#### Data excerpts:
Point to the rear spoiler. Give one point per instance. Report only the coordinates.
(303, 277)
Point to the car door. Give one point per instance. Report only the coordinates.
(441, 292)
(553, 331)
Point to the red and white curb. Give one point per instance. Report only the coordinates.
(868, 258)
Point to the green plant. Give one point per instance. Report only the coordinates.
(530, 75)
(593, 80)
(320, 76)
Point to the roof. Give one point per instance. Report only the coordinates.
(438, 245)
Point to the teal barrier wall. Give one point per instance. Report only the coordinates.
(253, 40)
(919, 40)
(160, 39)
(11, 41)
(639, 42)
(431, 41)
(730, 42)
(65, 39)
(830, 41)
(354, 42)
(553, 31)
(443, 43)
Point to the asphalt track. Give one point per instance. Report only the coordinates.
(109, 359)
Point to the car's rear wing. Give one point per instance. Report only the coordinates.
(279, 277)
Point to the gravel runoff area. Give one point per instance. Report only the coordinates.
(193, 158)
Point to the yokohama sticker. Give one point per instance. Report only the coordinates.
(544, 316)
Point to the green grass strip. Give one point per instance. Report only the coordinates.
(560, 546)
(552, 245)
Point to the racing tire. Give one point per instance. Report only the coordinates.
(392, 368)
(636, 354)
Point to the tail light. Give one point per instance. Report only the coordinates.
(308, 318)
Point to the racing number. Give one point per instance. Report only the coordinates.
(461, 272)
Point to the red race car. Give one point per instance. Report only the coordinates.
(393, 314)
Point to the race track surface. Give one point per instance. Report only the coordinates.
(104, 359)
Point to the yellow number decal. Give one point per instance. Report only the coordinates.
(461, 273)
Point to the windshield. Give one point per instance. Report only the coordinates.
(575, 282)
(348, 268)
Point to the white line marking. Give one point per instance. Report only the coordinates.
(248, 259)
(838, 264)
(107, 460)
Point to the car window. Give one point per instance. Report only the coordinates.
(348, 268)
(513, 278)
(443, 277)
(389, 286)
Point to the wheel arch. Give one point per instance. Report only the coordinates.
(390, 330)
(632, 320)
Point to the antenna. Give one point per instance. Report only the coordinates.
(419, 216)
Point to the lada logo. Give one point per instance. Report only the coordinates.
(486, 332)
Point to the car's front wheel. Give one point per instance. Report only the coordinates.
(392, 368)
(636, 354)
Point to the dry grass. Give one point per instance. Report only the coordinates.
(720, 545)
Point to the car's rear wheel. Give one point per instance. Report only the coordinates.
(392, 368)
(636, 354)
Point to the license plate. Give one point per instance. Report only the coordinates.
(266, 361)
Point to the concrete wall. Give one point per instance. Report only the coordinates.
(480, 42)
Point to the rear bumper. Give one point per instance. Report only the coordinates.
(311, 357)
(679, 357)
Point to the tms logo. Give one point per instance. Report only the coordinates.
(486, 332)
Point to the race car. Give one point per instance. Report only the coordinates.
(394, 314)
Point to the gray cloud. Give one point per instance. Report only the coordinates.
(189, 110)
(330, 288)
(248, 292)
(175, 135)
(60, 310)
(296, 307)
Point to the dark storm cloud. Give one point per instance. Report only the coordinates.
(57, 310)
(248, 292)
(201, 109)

#### Given instruction:
Rewrite all the entries above, changing each "instance" to "occurrence" and keeping every other word the same.

#### Solution to this exercise:
Point to the rear spoiler. Give one point per occurrence. Report only the coordinates.
(303, 277)
Point to the car door. Give one point per occurrence. Report only the coordinates.
(441, 292)
(553, 331)
Point to the red and white curb. Give one point per occurrence. Report only the coordinates.
(868, 258)
Point to the green plant. Give one point per occurrence. Report only the coordinates.
(530, 75)
(593, 80)
(320, 76)
Point to the roof. Give one point per occurrence. Report only the coordinates.
(438, 245)
Point to the teal barrier wall. Give one point per occurrence. Report only the coordinates.
(253, 40)
(919, 40)
(160, 39)
(11, 41)
(639, 42)
(431, 41)
(730, 42)
(65, 39)
(830, 41)
(354, 42)
(553, 31)
(443, 43)
Point to the asphalt track. Give one point per occurrence. Report only the coordinates.
(109, 359)
Point to the car's rear wing. Give one point per occurrence. Report only the coordinates.
(279, 277)
Point to the gravel runoff area. Give one point per occurrence. Report only the coordinates.
(193, 158)
Point to the yokohama sticker. Give one point per occurrence. Report only the coordinates.
(544, 316)
Point to the green grass strip. Give one point per occurrence. Report only the coordinates.
(560, 546)
(552, 245)
Point to the racing tire. Give one point per occurrence. Report only the coordinates.
(392, 368)
(636, 354)
Point to the tail light. Give one point per occurrence. Report only the coordinates.
(308, 318)
Point to the racing number. Give one point per occurrence. Report only the coordinates.
(461, 272)
Point to the red race car. Give one point per occurrence. Report only the coordinates.
(393, 314)
Point to the race track surface. Give one point per occurrence. Report only the coordinates.
(104, 359)
Point to the yellow number decal. Give one point per occurrence. Report only the coordinates.
(461, 273)
Point to the windshield. Give one point per occurrence. Report only the coordinates.
(575, 282)
(348, 268)
Point to the white line marking. Give one point per occurrence. Report only the coordinates.
(248, 259)
(838, 264)
(107, 460)
Point to the car window. Give one point per occurrence. Report only the coordinates.
(348, 268)
(513, 278)
(443, 277)
(389, 286)
Point to the wheel arch. Give one point per occurrence. Report only the coordinates.
(390, 330)
(632, 320)
Point to the antenna. Give one point per occurrence. Report only the coordinates.
(419, 216)
Point to the lada logo. Give one point per occurrence. Report only the coordinates.
(486, 332)
Point to the car's front wheel. Give one point per occurrence. Report only the coordinates.
(392, 368)
(636, 354)
Point to the dry grass. Give one point per occurrence. Report only the coordinates.
(720, 545)
Point to the car's rear wheel. Give one point per occurrence. Report only the coordinates.
(392, 368)
(636, 354)
Point to the license plate. Give one point per occurrence. Report only the coordinates.
(266, 361)
Point to the concrete wall. Give one point per occurrence. Report only the coordinates.
(480, 42)
Point to the rear bumper. Give one point per occurrence. Report only the coordinates.
(311, 357)
(679, 357)
Point to the tms logo. Give one point per occurrence. Report only the coordinates.
(486, 332)
Point to the race car. Give one point per occurrence. Report only the coordinates.
(394, 314)
Point to the gray cloud. Give one point per occurrence. Report only the coordinates.
(189, 110)
(330, 288)
(248, 292)
(175, 135)
(60, 310)
(296, 307)
Point to the dark storm cloud. Give one point per occurrence. Report only the coordinates.
(57, 310)
(248, 292)
(201, 109)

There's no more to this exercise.